To produce hydrocarbons (e.g., oil, gas, etc.) from a subterranean formation, well bores may be drilled that penetrate hydrocarbon-containing portions of the subterranean formation. The portion of the subterranean formation from which hydrocarbons may be produced is commonly referred to as a “production zone.” In some instances, a subterranean formation penetrated by the well bore may have multiple production zones at various locations along the well bore.
Generally, after a well bore has been drilled to a desired depth, completion operations are performed. Such completion operations may include inserting a liner or casing into the well bore and, at times, cementing a casing or liner into place. Once the well bore is completed as desired (lined, cased, open hole, or any other known completion) a stimulation operation may be performed to enhance hydrocarbon production into the well bore. Where methods of the present invention reference “stimulation,” that term refers to any stimulation technique known in the art for increasing production of desirable fluids from a subterranean formation adjacent to a portion of a well bore. Examples of some common stimulation operations involve hydraulic fracturing, acidizing, fracture acidizing, and hydrajetting. Stimulation operations are intended to increase the flow of hydrocarbons from the subterranean formation surrounding the well bore into the well bore itself so that the hydrocarbons may then be produced up to the wellhead.
One suitable hydrajet stimulation method, introduced by Halliburton Energy Services, Inc., is known as the SURGIFRAC and is described in U.S. Pat. No. 5,765,642. The SURGIFRAC process may be particularly well suited for use along highly deviated portions of a well bore, where casing the well bore may be difficult and/or expensive. The SURGIFRAC hydrajetting technique makes possible the generation of one or more independent, single plane hydraulic fractures. Furthermore, even when highly deviated or horizontal wells are cased, hydrajetting the perforations and fractures in such wells generally results in a more effective fracturing method than using traditional perforation and fracturing techniques.

▶ _Work instructions_
Write the next part of the passage on well bore stimulation and hydrajetting, picking up after its last sentence.

▶ _Dataset content_
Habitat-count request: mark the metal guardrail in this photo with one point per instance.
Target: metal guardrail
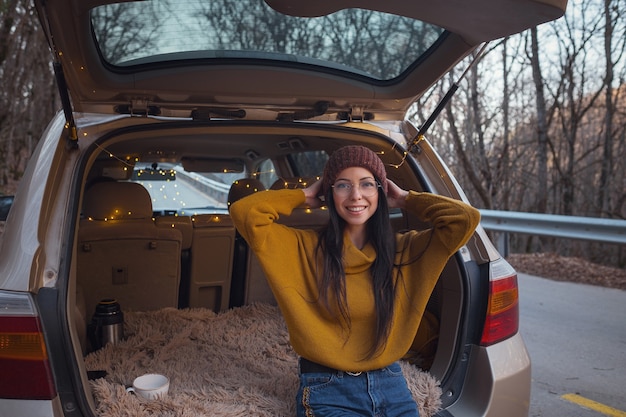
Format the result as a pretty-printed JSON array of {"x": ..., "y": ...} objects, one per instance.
[{"x": 568, "y": 227}]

▶ _Answer_
Another suitable hydrajet stimulation method, introduced by Halliburton Energy Services, Inc., is known as the COBRAMAX-H and is described in U.S. Pat. No. 7,225,869, which is incorporated herein by reference in its entirety. The COBRAMAX-H process may be particularly well suited for use along highly deviated portions of a well bore. The COBRAMAX-H technique makes possible the generation of one or more independent hydraulic fractures without the necessity of using mechanical tools to achieve zone isolation, can be used to perforate and fracture in a single down hole trip, and may eliminate the need to set mechanical plugs through the use of a proppant slug or wellbore fill.
Current pinpoint stimulation techniques suffer from a number of disadvantages. For instance, during hydrajetting operations, the movements of the hydrajetting tool generally reduces the tool performance. The movements of the hydrajetting tool may be caused by the elongation or shrinkage of the pipe or the tremendous turbulence around the tool. The reduction in tool performance is generally compensated by longer jetting times so that a hole is eventually created. However, the increase in jetting times leads to an inefficient and time consuming hydrajetting process.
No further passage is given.